**Textauszug:**
+++

Loreen Dalski
Potenziale der Kognitiven Literaturwissenschaft – Einblicke in Arbeitsfelder einer jungen Disziplin
Roman Mikuláš / Sophia Wege (Hg.), Schlüsselkonzepte und Anwendungen der Kognitiven Literaturwissenschaft. Münster: mentis 2016. 262 p. [Preis: EUR 48,00]. ISBN: 978-3-897-461-1.
Obgleich die Kognitive Literaturwissenschaft im deutschsprachigen Raum, anders als im anglo-amerikanischen, immer noch eher stiefmütterlich behandelt wird, nimmt sie zunehmend Fahrt auf. Das zeigt sich auch in dem von Roman Mikuláš und Sophia Wege herausgegebenen Sammelband, der als einer der ersten Forschungsbeiträge in überwiegend deutscher Sprache vereint. Im Folgenden soll das Konzept dieses Projektes zunächst situiert, vorgestellt und diskutiert werden. Drei besonders gelungene Beiträge werden anschließend ausführlicher erörtert, um letztlich aus der Diskrepanz dieser Beiträge zu den anderen Aufsätzen des Bandes zu einem kritischen Resümee zu gelangen.

+++

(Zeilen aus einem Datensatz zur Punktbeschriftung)
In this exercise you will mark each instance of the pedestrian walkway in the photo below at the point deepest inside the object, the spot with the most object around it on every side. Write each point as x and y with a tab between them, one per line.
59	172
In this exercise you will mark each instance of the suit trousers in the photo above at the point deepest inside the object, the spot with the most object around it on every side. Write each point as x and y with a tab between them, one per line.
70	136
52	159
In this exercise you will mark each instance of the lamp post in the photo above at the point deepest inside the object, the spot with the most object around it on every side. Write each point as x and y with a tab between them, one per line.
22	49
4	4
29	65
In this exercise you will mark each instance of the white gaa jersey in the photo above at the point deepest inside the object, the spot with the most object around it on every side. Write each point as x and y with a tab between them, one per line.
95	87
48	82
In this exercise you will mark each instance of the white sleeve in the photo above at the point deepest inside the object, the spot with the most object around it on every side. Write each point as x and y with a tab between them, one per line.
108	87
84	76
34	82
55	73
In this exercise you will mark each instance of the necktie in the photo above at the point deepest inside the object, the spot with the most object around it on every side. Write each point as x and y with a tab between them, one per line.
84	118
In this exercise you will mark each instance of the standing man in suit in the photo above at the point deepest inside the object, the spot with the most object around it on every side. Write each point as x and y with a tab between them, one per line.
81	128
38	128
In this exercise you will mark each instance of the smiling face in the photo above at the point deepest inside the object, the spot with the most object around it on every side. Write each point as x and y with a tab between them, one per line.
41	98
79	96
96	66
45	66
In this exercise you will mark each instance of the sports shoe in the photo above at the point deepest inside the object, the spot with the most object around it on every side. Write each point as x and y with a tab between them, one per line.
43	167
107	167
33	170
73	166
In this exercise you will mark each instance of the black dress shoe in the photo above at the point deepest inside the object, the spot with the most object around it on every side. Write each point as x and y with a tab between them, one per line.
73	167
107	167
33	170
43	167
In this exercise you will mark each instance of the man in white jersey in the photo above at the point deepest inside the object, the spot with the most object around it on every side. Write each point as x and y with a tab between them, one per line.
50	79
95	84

+++

**Aufgaben:**
a. Beantworten Sie anhand der Rezension zur Kognitiven Literaturwissenschaft:
(i) Wer hat den besprochenen Sammelband herausgegeben?
(ii) In welchem Sprachraum wird die Kognitive Literaturwissenschaft laut Rezension weniger stiefmütterlich behandelt als im deutschsprachigen?
(iii) Wie viele Beiträge des Bandes sollen ausführlicher erörtert werden?
b. Führen Sie die Rezension zur Kognitiven Literaturwissenschaft im Anschluss an ihren letzten Satz weiter.
Die Zeilen sind für die folgenden Arbeitsschritte ohne Belang.

**Lösungen:**
a.
(i) Roman Mikuláš und Sophia Wege
(ii) Im anglo-amerikanischen Raum
(iii) Drei

b.
Der im Rahmen des wissenschaftlichen Projektes Hyperlexicon of Concepts and Categories in Literary Studies an der slowakischen Akademie der Wissenschaften entstandene Band knüpft an den von Martin Huber und Simone Winko herausgegebenen Vorgänger Literatur und Kognition[1] an, der besonders die Legitimierung einer kognitiven Literaturwissenschaft in den Bereichen Theoriebildung, Textanalyse und Interpretation forciert hatte. Nicht zu Unrecht betonen Wege und Mikuláš die Sonderstellung ihres Projektes in der deutschsprachigen Forschungslandschaft: Denn dort liegen bisher kaum Publikationen vor, die thematische Breite und Anwendungsorientierung in vergleichbarer Weise kombinieren. Verwiesen sei aber auf die Monografien von Sophia Wege Wahrnehmung, Wiederholung, Vertikalität[2] und von Marcus Hartner Perspektivische Interaktion im Roman[3]. Unter den titelgebenden Untersuchungsschwerpunkten ›Wahrnehmung‹ und ›Perspektivierung‹ gelingt es beiden, eine Vielzahl kognitionswissenschaftlicher Ansätze verständlich und reflektiert darzustellen, diese zu verbinden und evident auf verschiedenste literarische Texte anzuwenden. Nur bedingt lässt sich selbiges über die Theoriedarstellungen und Textanalyse im Sammelband sagen.
Der anzuzeigende Sammelband will die Frage beantworten, inwiefern und welche kognitionswissenschaftlichen Erkenntnisse für literaturwissenschaftliche Fragestellungen in den Bereichen Text, Leser und Kontext fruchtbar gemacht werden können (vgl. 8). Allerdings schleicht sich einmal mehr die unausgesprochene Grundsatzfrage nach dem ›Ob‹ mit ein, die das anhaltende Legitimierungsbedürfnis kognitionswissenschaftlicher Forschung in der Germanistischen Literaturwissenschaft anzeigt. Es verwundert daher nicht, dass die insgesamt 12 Beiträge von Aufsätzen gerahmt werden, die der Anwendung kognitionsorientierter Theorien und Methoden in der textanalytischen Praxis eher skeptisch bzw. kritisch gegenüberstehen.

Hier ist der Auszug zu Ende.